→ Questions to answer:
1. Rewrite the paragraph beginning "The story takes place in post-Civil War Arkansas" from the Ghosts of the Ozarks text as a bulleted list, keeping its main facts.
2. Answer these questions using the Ghosts of the Ozarks text:
(a) What is the film's running time?
(b) Under what name is Erick Redbeard credited?
(c) Around what year does the story take place?
3. From the Ghosts of the Ozarks text, quote the passage between "Ghosts of the Ozarks is" and "and David Arquette.", inclusive.

→ Text block:
- Directed by: Matt Glass; Jordan Wayne Long;
- Produced by: Matt Glass; Jordan Wayne Long; Tara Perry; Michael May; Christina McLarty Arquette; David Arquette;
- Starring: Thomas Hobson; Tara Perry; Phil Morris; Angela Bettis; Erick Rowan; Tim Blake Nelson; David Arquette;
- Music by: Matt Glass
- Production companies: Devil Tub Productions; HCT Media;
- Distributed by: XYZ Productions
- Release date: October 2021 (Austin);
- Running time: 106 minutes
- Country: United States
- Language: English

= Ghosts of the Ozarks =

Ghosts of the Ozarks is a 2021 independent mystery/science fiction thriller film. It was directed by Matt Glass and Jordan Wayne Long. The film stars Thomas Hobson, Tara Perry, Phil Morris, Angela Bettis, Erick Redbeard (credited as Joseph Ruud), Tim Blake Nelson, and David Arquette.

==Synopsis==
The story takes place in post-Civil War Arkansas, around 1866. A young Black doctor, James "Doc" McCune (Hobson), is mysteriously summoned by his uncle, Matthew McCune (Morris), to Norfork, a remote fortress town in the Ozark Mountains which appears to be a biracial utopian paradise. The nephew is to become the new town physician. However, the wooden-walled town is filled with secrets and ominous forebodings, and "Doc" McCune becomes suspicious about the true nature of the colony. His uncle Matthew appears to be in charge of the population, but the basis of his leadership is not readily apparent. Matthew instructs his nephew that everyone in the town, regardless of their job, knows their "purpose," and the uncle dissuades "Doc" from being too curious.

[Natural-language object grounding data]

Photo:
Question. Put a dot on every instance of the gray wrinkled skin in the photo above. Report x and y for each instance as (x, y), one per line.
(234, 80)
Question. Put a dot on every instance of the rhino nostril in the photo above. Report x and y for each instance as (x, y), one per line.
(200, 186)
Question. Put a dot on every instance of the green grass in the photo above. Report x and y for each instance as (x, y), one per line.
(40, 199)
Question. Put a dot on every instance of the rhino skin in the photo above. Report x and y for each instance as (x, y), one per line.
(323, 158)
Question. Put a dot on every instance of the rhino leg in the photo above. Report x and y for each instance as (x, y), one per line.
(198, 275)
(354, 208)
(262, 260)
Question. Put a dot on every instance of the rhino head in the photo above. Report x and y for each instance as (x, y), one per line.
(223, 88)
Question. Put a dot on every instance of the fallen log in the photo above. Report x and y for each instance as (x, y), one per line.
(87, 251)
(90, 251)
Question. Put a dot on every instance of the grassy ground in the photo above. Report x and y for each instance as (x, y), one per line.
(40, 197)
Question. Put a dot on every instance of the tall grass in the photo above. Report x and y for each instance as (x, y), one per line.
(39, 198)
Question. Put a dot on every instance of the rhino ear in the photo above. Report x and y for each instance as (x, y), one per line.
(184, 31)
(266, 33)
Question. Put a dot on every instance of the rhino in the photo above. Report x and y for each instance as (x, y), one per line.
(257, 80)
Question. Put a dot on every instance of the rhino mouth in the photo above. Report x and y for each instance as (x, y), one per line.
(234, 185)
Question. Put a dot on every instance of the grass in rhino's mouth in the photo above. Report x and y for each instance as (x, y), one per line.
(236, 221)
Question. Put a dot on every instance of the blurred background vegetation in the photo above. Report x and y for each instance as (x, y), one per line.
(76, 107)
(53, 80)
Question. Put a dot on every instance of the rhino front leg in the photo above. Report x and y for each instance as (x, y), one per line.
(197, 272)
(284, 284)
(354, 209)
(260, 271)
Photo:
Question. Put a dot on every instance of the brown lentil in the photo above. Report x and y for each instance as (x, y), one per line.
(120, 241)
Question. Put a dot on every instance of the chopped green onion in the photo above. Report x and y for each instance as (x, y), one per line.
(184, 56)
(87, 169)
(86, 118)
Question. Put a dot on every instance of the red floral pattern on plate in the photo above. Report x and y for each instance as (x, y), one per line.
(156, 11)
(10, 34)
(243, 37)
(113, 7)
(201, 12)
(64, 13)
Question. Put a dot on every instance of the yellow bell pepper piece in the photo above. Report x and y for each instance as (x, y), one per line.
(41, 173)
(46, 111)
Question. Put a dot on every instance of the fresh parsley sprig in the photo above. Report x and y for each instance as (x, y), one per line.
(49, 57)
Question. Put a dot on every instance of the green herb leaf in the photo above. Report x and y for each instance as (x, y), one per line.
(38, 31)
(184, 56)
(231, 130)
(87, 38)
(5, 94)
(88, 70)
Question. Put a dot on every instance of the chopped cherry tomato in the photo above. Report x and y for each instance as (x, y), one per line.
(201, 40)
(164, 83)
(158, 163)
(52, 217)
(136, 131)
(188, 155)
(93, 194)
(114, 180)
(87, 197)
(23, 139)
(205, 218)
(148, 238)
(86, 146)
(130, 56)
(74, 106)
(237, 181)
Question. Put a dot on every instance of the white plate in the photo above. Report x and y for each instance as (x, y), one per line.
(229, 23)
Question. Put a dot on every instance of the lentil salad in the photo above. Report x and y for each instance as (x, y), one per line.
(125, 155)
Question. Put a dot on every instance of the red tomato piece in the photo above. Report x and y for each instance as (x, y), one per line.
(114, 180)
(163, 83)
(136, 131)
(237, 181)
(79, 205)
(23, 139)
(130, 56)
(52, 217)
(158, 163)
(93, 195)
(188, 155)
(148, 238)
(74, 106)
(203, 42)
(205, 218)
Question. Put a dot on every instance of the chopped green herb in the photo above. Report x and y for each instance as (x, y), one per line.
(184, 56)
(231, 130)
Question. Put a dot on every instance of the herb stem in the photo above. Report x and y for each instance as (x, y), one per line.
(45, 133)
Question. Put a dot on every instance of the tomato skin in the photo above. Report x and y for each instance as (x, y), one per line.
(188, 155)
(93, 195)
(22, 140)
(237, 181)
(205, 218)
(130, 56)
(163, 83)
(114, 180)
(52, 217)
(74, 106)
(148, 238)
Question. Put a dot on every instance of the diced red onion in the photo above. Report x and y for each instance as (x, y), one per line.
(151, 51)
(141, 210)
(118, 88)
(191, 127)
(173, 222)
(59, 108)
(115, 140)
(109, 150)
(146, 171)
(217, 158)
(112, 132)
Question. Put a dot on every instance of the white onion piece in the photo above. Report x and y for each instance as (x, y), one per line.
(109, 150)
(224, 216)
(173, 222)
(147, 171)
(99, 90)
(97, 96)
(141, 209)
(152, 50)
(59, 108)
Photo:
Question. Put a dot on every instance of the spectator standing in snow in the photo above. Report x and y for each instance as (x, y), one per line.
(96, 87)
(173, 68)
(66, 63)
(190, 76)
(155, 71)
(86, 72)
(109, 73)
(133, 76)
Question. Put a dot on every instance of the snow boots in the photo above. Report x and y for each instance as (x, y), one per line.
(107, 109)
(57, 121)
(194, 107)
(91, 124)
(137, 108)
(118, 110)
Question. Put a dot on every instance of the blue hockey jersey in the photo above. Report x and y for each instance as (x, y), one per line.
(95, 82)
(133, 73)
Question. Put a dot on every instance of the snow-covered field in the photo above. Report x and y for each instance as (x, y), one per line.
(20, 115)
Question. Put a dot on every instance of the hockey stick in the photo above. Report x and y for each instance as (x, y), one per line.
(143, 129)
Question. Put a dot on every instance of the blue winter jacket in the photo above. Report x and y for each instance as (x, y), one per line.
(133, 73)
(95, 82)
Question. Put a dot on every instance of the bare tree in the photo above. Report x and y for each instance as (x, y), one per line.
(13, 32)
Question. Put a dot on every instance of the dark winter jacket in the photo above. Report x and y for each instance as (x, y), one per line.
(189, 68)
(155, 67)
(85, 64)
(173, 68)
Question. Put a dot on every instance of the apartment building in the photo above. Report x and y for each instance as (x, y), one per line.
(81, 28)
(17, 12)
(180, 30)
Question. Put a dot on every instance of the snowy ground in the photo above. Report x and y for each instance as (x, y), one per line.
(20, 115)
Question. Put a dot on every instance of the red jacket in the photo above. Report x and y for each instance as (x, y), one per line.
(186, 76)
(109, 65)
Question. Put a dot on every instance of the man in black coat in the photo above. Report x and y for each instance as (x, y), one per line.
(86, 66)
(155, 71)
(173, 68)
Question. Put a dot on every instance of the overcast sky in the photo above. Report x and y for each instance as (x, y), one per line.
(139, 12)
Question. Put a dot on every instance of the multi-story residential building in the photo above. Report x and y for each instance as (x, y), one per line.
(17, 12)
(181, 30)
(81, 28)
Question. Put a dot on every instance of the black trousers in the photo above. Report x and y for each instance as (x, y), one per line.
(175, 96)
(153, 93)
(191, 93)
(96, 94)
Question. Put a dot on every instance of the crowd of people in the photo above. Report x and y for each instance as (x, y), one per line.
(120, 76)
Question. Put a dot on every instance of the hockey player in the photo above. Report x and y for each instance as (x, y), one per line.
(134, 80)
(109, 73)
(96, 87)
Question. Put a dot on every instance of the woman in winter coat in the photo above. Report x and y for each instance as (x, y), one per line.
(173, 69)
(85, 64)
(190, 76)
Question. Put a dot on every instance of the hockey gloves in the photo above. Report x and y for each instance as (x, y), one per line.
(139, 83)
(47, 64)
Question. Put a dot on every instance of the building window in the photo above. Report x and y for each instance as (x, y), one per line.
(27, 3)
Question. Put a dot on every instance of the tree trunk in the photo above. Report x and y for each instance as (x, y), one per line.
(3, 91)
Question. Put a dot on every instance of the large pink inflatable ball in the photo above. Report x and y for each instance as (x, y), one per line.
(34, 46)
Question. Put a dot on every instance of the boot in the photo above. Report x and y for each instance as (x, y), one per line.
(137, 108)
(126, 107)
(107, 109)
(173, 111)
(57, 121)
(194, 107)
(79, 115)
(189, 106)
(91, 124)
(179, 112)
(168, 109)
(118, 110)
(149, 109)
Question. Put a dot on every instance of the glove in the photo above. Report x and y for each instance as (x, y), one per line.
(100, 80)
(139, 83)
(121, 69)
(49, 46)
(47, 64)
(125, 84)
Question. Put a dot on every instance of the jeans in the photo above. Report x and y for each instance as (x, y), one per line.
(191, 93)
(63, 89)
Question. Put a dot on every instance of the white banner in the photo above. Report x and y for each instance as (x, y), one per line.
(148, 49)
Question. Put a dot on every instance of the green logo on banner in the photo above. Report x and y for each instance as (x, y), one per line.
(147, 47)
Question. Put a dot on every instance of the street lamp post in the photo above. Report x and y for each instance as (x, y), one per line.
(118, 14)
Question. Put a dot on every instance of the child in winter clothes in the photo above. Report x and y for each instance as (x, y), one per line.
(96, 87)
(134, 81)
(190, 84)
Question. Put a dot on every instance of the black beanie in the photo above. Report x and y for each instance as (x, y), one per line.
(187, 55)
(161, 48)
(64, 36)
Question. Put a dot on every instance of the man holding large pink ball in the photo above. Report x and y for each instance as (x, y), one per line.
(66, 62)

→ Answer set:
1.
- Setting: post-Civil War Arkansas, around 1866.
- James "Doc" McCune (Hobson), a young Black doctor, is mysteriously summoned by his uncle, Matthew McCune (Morris).
- He is sent to Norfork, a remote fortress town in the Ozark Mountains that appears to be a biracial utopian paradise, to become the new town physician.
- The wooden-walled town is full of secrets and ominous forebodings, and Doc grows suspicious about the colony's true nature.
- Matthew appears to lead the population, though the basis of his leadership is not readily apparent.
- Matthew tells Doc that everyone in town, whatever their job, knows their "purpose," and he discourages Doc from being too curious.

2.
(a) 106 minutes
(b) Joseph Ruud
(c) Around 1866

3.
Ghosts of the Ozarks is a 2021 independent mystery/science fiction thriller film. It was directed by Matt Glass and Jordan Wayne Long. The film stars Thomas Hobson, Tara Perry, Phil Morris, Angela Bettis, Erick Redbeard (credited as Joseph Ruud), Tim Blake Nelson, and David Arquette.